# Dvorak - Legends



## CDs (May 2, 2016)

Just recently discovered this work as part of Charles Mackerras Dvorak/Smetana box set. Are there any other good recordings of this work?


----------



## Triplets (Sep 4, 2014)

I am pretty sure that Rafael Kubelik recorded it; I'm goofing off at work now but I'd have to check my shelves at home. I haven't listened to my recording for a while


----------



## Bulldog (Nov 21, 2013)

I like Dvorak's Legends for Piano, four-hands; not familiar with the orchestral Legends.


----------



## jim prideaux (May 30, 2013)

funnily enough I was listening to the Ivan Fischer/Budapest Festival Orch recording earlier-it also includes other Dvorak pieces that are definitely worth hearing and the recording is really impressive-recommended!


----------



## CDs (May 2, 2016)

Triplets said:


> I am pretty sure that Rafael Kubelik recorded it; I'm goofing off at work now but I'd have to check my shelves at home. I haven't listened to my recording for a while


From my little bit of research Kubelik did record this piece. I will probably pick up his recording.


----------



## Pugg (Aug 8, 2014)

CDs said:


> Just recently discovered this work as part of Charles Mackerras Dvorak/Smetana box set. Are there any other good recordings of this work?


This still would be my first choice.


----------



## starthrower (Dec 11, 2010)

Bulldog said:


> I like Dvorak's Legends for Piano, four-hands; not familiar with the orchestral Legends.

Records of labeled points
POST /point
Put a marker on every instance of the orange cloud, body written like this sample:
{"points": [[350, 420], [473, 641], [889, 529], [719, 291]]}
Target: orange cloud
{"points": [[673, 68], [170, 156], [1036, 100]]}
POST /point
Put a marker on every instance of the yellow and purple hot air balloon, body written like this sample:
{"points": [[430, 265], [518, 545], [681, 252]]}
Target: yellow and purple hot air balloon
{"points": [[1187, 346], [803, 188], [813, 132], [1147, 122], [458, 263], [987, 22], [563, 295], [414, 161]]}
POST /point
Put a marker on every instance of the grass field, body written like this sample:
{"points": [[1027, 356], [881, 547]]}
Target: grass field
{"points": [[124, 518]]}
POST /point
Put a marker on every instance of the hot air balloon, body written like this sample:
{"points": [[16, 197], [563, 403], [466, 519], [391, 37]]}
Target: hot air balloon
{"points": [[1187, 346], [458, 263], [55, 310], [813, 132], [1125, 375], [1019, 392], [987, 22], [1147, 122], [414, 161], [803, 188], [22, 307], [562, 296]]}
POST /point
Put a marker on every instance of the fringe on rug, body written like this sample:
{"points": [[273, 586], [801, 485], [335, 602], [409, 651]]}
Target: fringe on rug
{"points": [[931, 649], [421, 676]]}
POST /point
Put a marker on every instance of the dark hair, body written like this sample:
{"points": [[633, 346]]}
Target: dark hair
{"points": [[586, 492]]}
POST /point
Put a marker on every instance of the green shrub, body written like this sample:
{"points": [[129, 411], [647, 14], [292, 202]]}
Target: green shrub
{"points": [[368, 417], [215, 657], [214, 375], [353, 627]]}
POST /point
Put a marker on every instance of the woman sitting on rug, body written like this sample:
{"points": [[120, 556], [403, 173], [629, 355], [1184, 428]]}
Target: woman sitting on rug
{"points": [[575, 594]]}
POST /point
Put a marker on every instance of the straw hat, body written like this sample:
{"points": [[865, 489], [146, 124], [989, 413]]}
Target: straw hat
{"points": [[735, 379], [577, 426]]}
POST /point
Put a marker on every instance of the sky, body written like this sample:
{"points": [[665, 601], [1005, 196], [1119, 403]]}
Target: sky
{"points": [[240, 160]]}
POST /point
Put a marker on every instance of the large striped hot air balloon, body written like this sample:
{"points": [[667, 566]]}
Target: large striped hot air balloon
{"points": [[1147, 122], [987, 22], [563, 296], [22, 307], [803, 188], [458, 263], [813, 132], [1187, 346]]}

WHAT TO DO:
1. In the Dvorak Legends forum thread, in what set did the poster CDs first discover the work?
2. Write out everything from "## jim prideaux" down to "is really impressive-recommended!" in the Dvorak Legends thread, renaming "Ivan Fischer" as "Rafael Kubelik".
3. Write what comes next in the Dvorak Legends forum thread, picking up right after its final line.

RESPONSES FOR EACH TASK:
1. A Charles Mackerras Dvorak/Smetana box set.

2.
## jim prideaux (May 30, 2013)

funnily enough I was listening to the Rafael Kubelik/Budapest Festival Orch recording earlier-it also includes other Dvorak pieces that are definitely worth hearing and the recording is really impressive-recommended!

3.
The orchestral arrangements are beautiful! Some of the best Dvorak I've listened to in quite a while.


----------



## CnC Bartok (Jun 5, 2017)

There are quite a few sets of all ten Legends out there. I must admit Ivan Fischer does a splendid job, and the recording is pretty spectacular too.

Kubelík is also predictably excellent, and there's a very interesting historical set under Karel Šejna on Supraphon, in the Czech Phil 100th anniversary series. I also like the ultra-cheap set done by Stephen Gunzenhauser on Naxos. Beecham recorded a couple, which was my introduction to the pieces. All ten in one go is a bit too much, I believe they were meant to be heard a handful at a time, same as the Slavonic Dances, or the Brahms Hungarian Dances, or Liszt's Rhapsodies?

But for me this is the best out there. Good luck finding it, though!


----------



## Dirge (Apr 10, 2012)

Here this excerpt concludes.